[Data listing]
════════

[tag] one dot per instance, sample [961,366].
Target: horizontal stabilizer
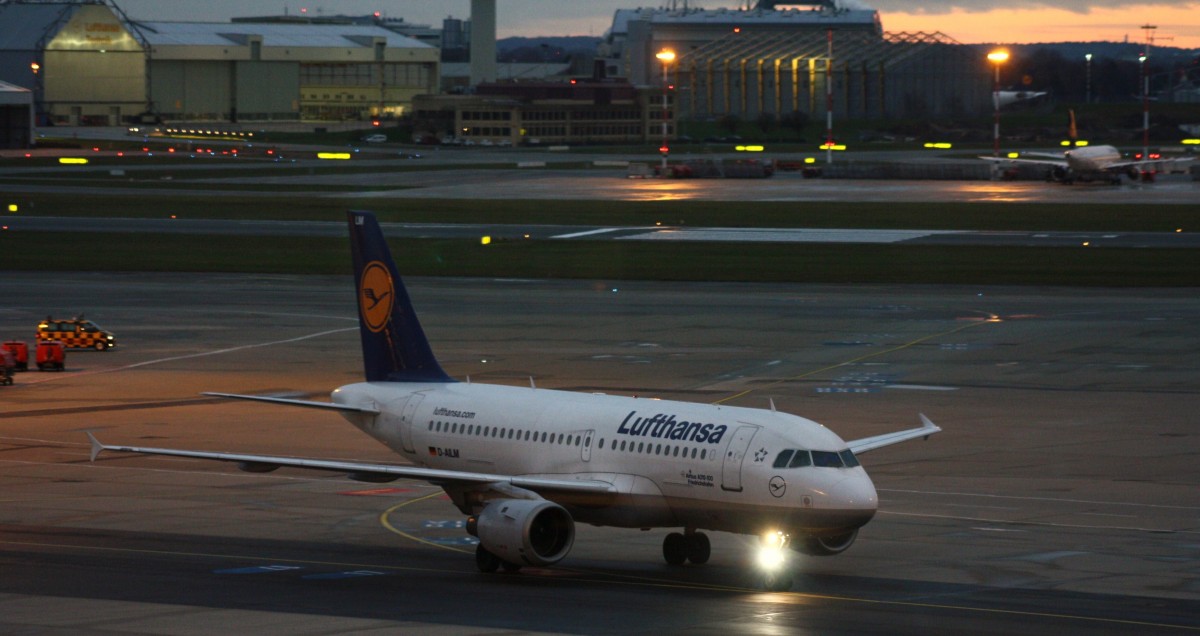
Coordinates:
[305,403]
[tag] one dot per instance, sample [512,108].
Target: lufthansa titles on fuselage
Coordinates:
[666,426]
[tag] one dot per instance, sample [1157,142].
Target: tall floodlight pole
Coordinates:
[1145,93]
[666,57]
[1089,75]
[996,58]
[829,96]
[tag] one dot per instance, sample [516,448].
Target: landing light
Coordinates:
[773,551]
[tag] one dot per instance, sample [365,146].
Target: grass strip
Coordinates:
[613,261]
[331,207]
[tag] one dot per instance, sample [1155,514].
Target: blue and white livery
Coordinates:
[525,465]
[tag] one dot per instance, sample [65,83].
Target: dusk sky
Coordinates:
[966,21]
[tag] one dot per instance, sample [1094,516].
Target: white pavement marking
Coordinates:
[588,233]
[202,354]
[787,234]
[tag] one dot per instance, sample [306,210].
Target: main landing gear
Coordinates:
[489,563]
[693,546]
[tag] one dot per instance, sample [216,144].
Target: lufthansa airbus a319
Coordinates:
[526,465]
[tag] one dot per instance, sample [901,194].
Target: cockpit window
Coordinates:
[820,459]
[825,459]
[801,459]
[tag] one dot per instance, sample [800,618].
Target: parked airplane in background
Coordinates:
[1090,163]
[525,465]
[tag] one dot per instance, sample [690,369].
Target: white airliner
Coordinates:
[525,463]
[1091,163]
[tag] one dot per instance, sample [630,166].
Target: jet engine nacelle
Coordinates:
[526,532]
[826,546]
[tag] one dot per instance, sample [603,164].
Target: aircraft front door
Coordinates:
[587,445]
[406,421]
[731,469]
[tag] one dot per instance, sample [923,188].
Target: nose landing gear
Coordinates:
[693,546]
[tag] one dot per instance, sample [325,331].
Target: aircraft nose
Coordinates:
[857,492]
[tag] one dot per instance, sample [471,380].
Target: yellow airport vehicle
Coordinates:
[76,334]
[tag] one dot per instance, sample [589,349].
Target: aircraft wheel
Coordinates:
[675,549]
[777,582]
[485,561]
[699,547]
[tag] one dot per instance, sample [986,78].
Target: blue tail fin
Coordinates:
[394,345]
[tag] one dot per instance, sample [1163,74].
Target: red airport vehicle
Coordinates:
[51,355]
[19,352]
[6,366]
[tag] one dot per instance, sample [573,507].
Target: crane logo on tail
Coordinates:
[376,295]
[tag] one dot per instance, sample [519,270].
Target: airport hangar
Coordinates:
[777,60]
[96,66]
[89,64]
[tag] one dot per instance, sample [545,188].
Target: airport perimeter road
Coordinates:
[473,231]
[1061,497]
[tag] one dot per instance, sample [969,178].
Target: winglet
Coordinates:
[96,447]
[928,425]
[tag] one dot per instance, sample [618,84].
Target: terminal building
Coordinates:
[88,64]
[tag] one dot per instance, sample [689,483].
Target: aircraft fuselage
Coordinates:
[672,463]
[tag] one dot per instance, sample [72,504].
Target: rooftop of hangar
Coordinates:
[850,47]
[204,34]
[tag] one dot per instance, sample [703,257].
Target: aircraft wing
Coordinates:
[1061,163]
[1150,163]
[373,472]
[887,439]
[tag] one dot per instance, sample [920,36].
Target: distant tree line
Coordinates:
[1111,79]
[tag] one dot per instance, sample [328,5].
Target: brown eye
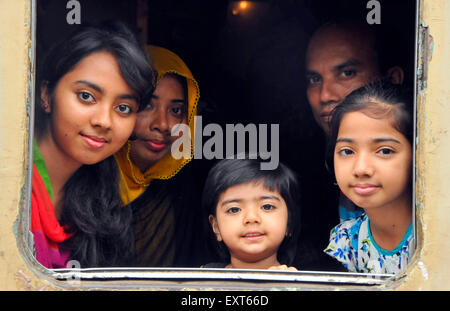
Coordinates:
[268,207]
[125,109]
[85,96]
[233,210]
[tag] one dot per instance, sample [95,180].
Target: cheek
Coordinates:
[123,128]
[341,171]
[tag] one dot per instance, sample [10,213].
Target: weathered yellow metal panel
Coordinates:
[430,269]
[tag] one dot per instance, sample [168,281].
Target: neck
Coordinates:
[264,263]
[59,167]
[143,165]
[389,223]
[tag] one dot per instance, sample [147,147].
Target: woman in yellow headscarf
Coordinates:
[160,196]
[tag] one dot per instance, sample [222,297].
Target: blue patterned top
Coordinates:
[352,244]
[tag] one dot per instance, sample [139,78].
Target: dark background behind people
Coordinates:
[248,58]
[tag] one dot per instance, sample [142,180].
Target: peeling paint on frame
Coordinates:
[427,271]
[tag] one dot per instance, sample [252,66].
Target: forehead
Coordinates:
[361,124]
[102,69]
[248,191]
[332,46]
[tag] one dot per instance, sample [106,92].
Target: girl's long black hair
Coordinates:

════════

▶ _Objective_:
Please print every entry in the data listing above again, line for line, leaving the pictures out.

▶ _Result of this task_:
[tag] one dot per instance, sample [961,366].
Target: horizontal stabilizer
Coordinates:
[305,403]
[tag] one dot per instance, sample [512,108].
Target: lufthansa titles on fuselage
Coordinates:
[666,426]
[tag] one dot per instance, sample [1157,142].
Target: tall floodlight pole
Coordinates:
[1145,93]
[666,57]
[1089,75]
[996,58]
[829,96]
[tag] one dot per instance, sample [516,448].
Target: landing light
Coordinates:
[773,551]
[tag] one dot per instance, sample [365,146].
Target: grass strip
Coordinates:
[613,261]
[331,207]
[tag] one dot per instance, sample [1155,514].
Target: blue and white livery
Coordinates:
[525,465]
[tag] one dot per instance, sample [65,83].
Target: dusk sky
Coordinates:
[966,21]
[tag] one dot per instance, sample [1094,516].
Target: white pavement marking
Coordinates:
[588,233]
[202,354]
[787,234]
[tag] one dot per instance, sample [306,210].
Target: main landing gear
Coordinates:
[489,563]
[693,546]
[tag] one dot per instance, sample [216,144].
Target: lufthansa airbus a319
Coordinates:
[526,465]
[tag] one dot per instance, sample [901,194].
Target: cockpit window
Coordinates:
[820,459]
[825,459]
[801,459]
[tag] one dot per instance, sample [800,618].
Target: parked airplane in background
Coordinates:
[1090,163]
[525,465]
[tag] one dot per instance, sample [690,369].
Target: white airliner
Coordinates:
[525,463]
[1091,163]
[tag] one dot per instance, sample [630,166].
Target: jet engine nacelle
Coordinates:
[526,532]
[826,546]
[tag] one dot per instance, sample [603,164].
Target: aircraft front door
Coordinates:
[587,445]
[406,421]
[731,469]
[tag] one dot per instance, sample [923,188].
Target: nose landing gear
Coordinates:
[693,546]
[tag] one dot per instance, sample [325,331].
Target: aircraft nose
Coordinates:
[857,492]
[tag] one dot per instance, sample [471,380].
Target: yellow airport vehicle
Coordinates:
[76,334]
[tag] one dot per instance, sample [589,349].
Target: aircraft wheel
Coordinates:
[675,549]
[777,582]
[485,561]
[699,547]
[tag] one dot per instance, sample [986,78].
Target: blue tail fin
Coordinates:
[394,345]
[tag] one dot per instance, sample [1163,74].
Target: red airport vehicle
Coordinates:
[51,355]
[19,352]
[6,366]
[tag] one dot per instance, sample [573,507].
Target: crane logo on tail
Coordinates:
[376,295]
[tag] one dot per instance, sample [519,270].
Target: airport hangar
Coordinates:
[777,60]
[96,66]
[89,64]
[tag] one dot per instance, sample [545,188].
Target: airport perimeter road
Coordinates:
[473,231]
[1061,497]
[tag] one dot per instance, sample [969,178].
Target: winglet
Coordinates:
[96,447]
[928,425]
[tag] one dot per instance, sample [618,84].
Target: terminal building
Coordinates:
[88,64]
[tag] one dot per instance, sample [689,483].
Target: aircraft fuselage
Coordinates:
[672,463]
[tag] one dot per instance, sample [72,504].
Target: rooftop of hangar
Coordinates:
[850,47]
[204,34]
[tag] one dot per instance, sample [703,257].
Target: aircraft wing
Coordinates:
[1061,163]
[1150,163]
[373,472]
[887,439]
[tag] one dot per instance, sample [920,36].
Target: distant tree line
Coordinates:
[1111,79]
[tag] one dot per instance, sample [328,5].
Target: brown eye
Coordinates:
[268,207]
[125,109]
[85,96]
[233,210]
[tag] one dot per instance, sample [95,180].
Target: cheek
Coordinates:
[123,128]
[341,171]
[tag] one dot per instance, sample [10,213].
Target: weathered yellow metal panel
Coordinates:
[430,269]
[tag] one dot per instance, sample [168,281].
Target: neck
Coordinates:
[264,263]
[59,167]
[143,165]
[389,223]
[tag] one dot per instance, sample [147,147].
Target: woman in yellow headscarf
Coordinates:
[160,196]
[tag] one dot per instance, sample [222,297].
Target: blue patterned top
Coordinates:
[352,244]
[tag] one dot per instance, sample [139,78].
Target: dark background behind people
Coordinates:
[248,58]
[tag] one dot per instance, sample [142,180].
Target: peeling paint on frame
Coordinates:
[427,271]
[tag] one dot per instance, sample [252,66].
Target: forehead
Coordinates:
[361,124]
[102,69]
[248,191]
[332,46]
[tag] one dot per instance, sample [106,92].
Target: girl's long black hair
Coordinates:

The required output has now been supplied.